- **SUPPLIED TEXT**:

··········

3) By increasing fees that our drug companies and entertainment companies get from foreign countries, they will be making the trade deficit worse in manufacturing and other items. This one requires a little economic theory. It is standard practice for economic models, like the one used by the Peterson Institute for International Economics (which the Post often cites), to assume that a trade deal like the TPP does not affect the U.S. balance of trade.

If this is true then if U.S. drug and entertainment companies get more money in licensing fees and royalties, then we must have a larger deficit in everything else. For example, if we have a $50 billion annual trade deficit with Japan, and Pfizer, Disney, and the rest of the gang are able to collect another $20 billion a year from Japan as a result of the TPP, then our trade deficit in everything else must rise by $20 billion in order to keep the overall trade balance unaffected. If we care more about the jobs of manufacturing workers than the profits of Disney and Pfizer, then this is not a good thing.

··········

[Boundary annotation records]

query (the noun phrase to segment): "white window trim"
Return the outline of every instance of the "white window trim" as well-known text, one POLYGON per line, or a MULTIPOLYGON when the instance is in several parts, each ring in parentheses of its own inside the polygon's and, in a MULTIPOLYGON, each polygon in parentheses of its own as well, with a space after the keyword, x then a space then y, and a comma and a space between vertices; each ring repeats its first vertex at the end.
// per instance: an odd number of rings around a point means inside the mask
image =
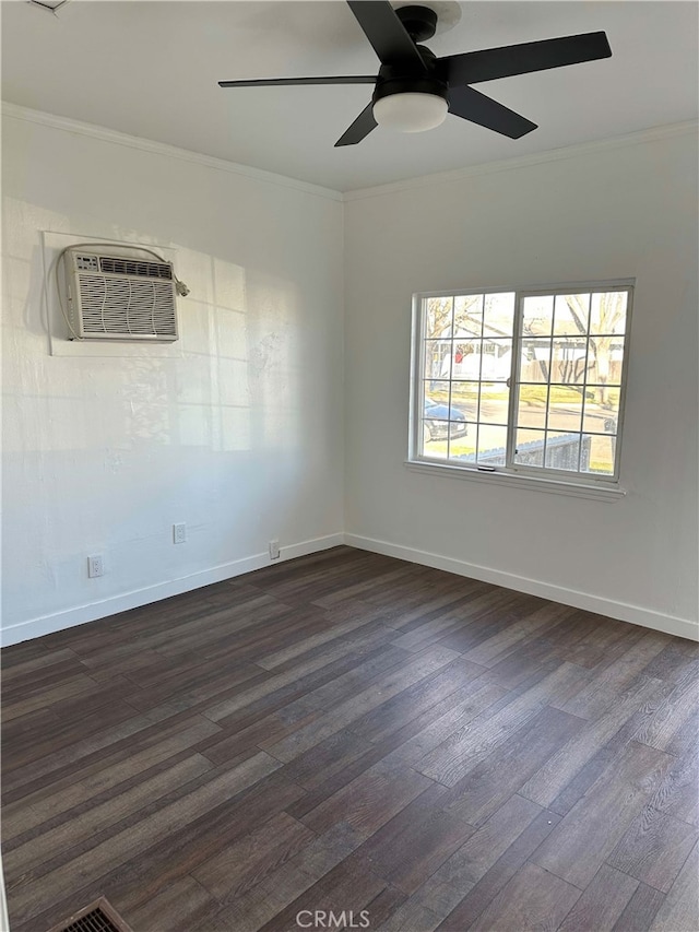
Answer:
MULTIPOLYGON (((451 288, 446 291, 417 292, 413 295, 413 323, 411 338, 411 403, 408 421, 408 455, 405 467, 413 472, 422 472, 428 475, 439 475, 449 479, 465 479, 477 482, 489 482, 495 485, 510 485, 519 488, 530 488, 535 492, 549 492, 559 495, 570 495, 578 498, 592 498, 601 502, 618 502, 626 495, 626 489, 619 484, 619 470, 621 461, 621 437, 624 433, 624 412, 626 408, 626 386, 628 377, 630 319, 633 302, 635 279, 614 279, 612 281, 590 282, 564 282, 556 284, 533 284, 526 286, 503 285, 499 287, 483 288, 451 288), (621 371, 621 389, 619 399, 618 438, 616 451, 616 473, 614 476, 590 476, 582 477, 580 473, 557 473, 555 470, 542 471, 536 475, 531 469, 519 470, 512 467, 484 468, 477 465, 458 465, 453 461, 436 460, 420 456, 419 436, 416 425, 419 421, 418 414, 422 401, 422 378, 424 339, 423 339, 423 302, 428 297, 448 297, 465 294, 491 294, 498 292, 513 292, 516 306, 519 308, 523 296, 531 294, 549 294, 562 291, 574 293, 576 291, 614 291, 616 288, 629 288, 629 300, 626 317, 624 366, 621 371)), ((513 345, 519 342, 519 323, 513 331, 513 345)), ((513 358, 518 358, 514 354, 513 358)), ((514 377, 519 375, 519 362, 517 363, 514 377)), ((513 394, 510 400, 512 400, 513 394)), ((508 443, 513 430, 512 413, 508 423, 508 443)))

··········

- **YOUR INSTRUCTIONS**: Repeat the TPP trade-deficit text from "If this is true" up to and including "a good thing.", swapping "Japan" for "Canada". These records were drawn from a separate source.

- **RESULT FOR THIS TASK**:
If this is true then if U.S. drug and entertainment companies get more money in licensing fees and royalties, then we must have a larger deficit in everything else. For example, if we have a $50 billion annual trade deficit with Canada, and Pfizer, Disney, and the rest of the gang are able to collect another $20 billion a year from Canada as a result of the TPP, then our trade deficit in everything else must rise by $20 billion in order to keep the overall trade balance unaffected. If we care more about the jobs of manufacturing workers than the profits of Disney and Pfizer, then this is not a good thing.